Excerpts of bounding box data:
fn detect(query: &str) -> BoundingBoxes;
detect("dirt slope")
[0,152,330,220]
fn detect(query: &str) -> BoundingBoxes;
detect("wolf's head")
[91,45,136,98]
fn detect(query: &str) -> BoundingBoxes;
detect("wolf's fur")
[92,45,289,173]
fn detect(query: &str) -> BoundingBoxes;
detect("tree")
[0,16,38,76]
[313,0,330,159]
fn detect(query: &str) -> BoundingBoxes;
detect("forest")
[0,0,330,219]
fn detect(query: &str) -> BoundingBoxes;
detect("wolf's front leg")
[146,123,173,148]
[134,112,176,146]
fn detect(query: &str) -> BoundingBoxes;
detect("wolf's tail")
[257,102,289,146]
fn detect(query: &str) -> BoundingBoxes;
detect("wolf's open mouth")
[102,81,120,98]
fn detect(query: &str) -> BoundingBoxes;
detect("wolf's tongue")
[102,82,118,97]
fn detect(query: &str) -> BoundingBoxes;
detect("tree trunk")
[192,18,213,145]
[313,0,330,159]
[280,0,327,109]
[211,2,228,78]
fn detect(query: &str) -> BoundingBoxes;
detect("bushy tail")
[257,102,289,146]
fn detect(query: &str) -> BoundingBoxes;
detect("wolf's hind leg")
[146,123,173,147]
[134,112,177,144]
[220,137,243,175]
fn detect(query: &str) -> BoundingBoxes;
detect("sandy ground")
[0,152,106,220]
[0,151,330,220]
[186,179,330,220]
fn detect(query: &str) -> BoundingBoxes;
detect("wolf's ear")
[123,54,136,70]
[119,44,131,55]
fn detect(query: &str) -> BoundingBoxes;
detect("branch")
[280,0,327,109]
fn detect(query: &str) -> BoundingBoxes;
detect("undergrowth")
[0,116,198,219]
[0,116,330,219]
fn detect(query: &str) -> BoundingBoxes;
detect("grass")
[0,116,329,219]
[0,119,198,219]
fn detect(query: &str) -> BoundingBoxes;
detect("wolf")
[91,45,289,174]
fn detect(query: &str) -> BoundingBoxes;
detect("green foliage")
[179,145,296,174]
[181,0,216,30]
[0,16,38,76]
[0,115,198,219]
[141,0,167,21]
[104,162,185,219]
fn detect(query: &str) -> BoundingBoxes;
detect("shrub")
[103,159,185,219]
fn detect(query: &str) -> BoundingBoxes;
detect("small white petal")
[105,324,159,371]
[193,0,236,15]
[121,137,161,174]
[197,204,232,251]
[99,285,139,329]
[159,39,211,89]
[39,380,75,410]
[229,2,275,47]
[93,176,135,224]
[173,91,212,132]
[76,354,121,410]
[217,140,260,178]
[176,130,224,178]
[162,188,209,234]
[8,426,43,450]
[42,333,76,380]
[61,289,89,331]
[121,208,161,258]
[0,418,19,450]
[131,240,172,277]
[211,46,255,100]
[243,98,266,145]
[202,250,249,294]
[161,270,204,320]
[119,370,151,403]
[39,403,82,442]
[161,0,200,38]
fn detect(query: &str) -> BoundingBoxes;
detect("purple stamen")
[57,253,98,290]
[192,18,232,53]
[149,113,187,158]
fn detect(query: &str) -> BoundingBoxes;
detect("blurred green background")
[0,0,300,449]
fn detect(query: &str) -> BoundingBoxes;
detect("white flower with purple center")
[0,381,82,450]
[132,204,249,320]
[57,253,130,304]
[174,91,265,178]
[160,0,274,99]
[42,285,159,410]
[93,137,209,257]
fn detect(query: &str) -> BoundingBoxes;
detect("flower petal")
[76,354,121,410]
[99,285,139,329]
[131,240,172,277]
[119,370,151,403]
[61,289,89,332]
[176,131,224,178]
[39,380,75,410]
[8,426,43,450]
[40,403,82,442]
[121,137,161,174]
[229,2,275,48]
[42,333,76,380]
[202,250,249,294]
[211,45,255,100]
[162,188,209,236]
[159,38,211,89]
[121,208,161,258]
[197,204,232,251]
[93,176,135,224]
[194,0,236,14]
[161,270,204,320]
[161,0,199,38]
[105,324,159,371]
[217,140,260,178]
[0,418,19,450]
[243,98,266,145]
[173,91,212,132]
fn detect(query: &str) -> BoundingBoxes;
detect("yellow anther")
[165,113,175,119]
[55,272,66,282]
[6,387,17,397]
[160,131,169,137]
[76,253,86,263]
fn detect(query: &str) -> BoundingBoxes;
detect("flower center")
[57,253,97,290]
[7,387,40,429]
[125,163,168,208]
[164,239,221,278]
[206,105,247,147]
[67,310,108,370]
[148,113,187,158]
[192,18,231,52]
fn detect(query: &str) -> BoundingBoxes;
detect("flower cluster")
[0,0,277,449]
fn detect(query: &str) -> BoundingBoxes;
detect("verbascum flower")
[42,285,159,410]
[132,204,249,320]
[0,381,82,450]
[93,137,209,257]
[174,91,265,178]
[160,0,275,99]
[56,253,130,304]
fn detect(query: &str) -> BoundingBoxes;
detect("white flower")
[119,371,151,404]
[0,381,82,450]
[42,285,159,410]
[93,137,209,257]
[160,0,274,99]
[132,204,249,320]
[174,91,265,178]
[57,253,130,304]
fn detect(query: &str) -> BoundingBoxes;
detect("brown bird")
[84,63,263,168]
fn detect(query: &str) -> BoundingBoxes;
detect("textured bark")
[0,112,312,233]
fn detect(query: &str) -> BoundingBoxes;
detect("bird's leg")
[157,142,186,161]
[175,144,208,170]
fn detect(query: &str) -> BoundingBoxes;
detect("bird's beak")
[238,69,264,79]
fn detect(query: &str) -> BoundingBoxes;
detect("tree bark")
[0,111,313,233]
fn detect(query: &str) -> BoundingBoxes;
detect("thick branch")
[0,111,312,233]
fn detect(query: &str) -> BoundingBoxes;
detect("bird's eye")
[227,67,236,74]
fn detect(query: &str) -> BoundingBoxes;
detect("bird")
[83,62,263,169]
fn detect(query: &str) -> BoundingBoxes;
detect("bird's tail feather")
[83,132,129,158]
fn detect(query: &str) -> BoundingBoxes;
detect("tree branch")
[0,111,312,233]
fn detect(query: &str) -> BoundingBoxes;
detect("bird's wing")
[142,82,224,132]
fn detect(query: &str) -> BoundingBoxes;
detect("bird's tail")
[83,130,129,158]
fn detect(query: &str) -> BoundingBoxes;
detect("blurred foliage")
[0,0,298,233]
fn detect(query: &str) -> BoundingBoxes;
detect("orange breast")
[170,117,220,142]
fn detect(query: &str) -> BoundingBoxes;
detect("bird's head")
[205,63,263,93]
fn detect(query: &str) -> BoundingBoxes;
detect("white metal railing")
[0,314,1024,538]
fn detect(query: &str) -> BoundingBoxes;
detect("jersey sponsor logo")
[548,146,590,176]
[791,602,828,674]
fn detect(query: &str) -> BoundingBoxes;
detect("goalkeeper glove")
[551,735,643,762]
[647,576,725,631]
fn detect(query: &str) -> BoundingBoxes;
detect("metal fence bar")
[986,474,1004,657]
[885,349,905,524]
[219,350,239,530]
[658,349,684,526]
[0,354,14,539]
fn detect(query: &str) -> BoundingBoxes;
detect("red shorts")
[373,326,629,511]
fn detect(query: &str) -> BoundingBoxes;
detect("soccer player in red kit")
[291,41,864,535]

TASK BRIEF: Pull out every line of the listing above that contains the word "blurred".

ANSWER BELOW:
detect("blurred green background")
detect("blurred foliage")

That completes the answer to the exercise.